Begin EXERCISE INPUT

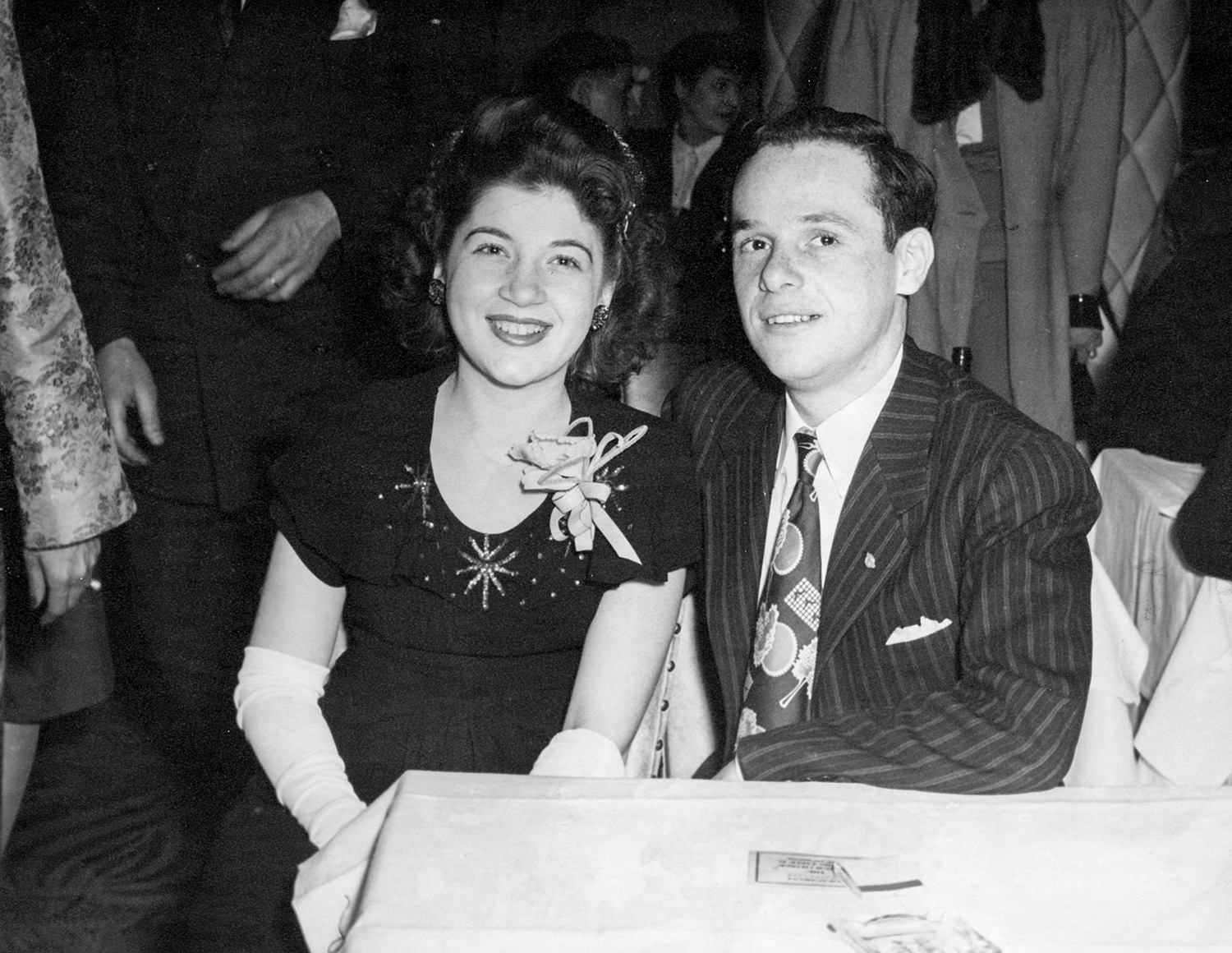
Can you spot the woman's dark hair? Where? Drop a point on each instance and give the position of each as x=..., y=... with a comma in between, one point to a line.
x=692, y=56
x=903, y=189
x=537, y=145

End EXERCISE INPUT
Begin EXERCISE INPUT

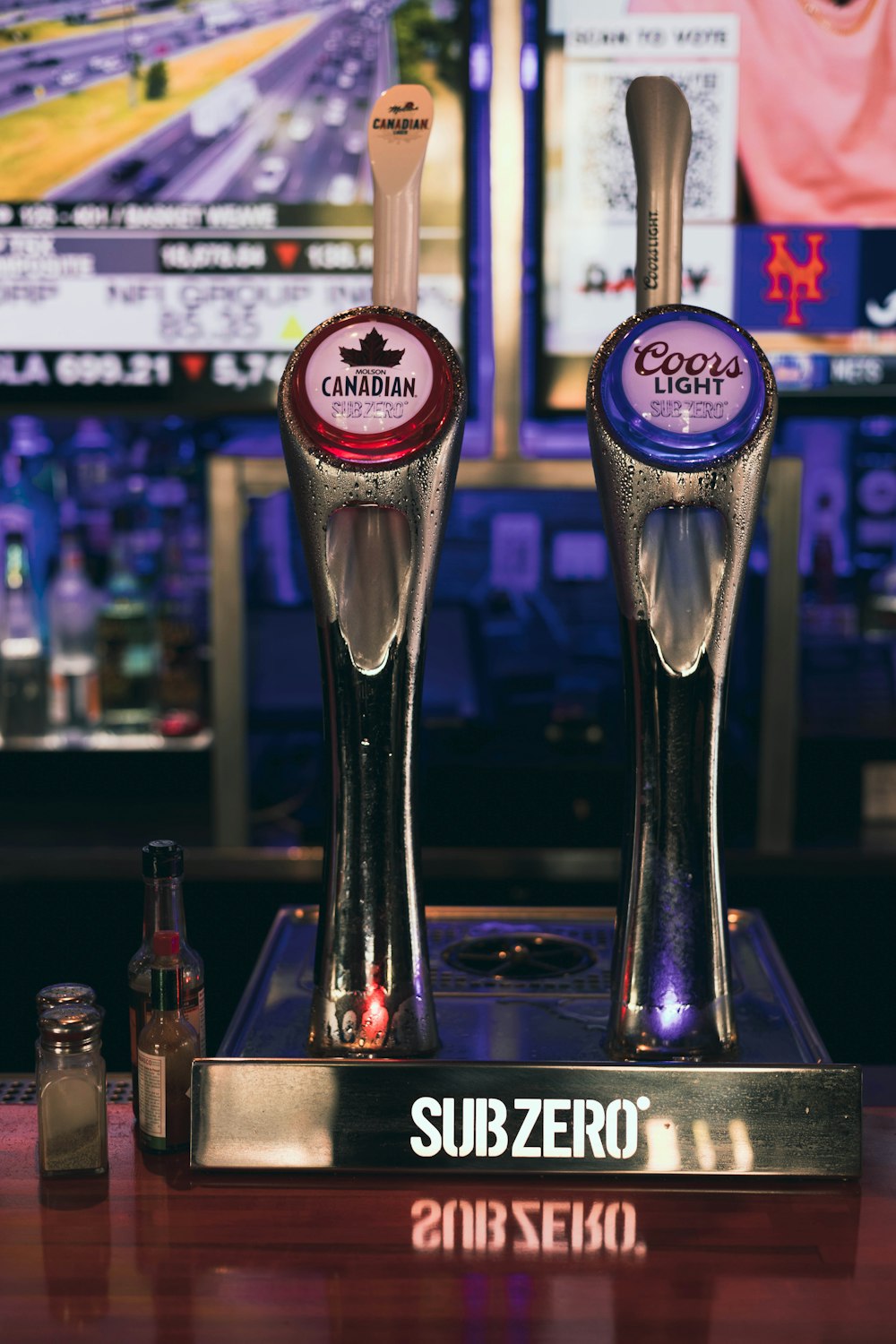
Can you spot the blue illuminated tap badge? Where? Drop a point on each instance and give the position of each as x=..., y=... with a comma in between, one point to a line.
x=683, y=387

End EXERCISE INPUT

YOUR OBJECTIVE = Count how many lines in the entries above contain the string "comma". Reply with the number alone.

OUTPUT = 2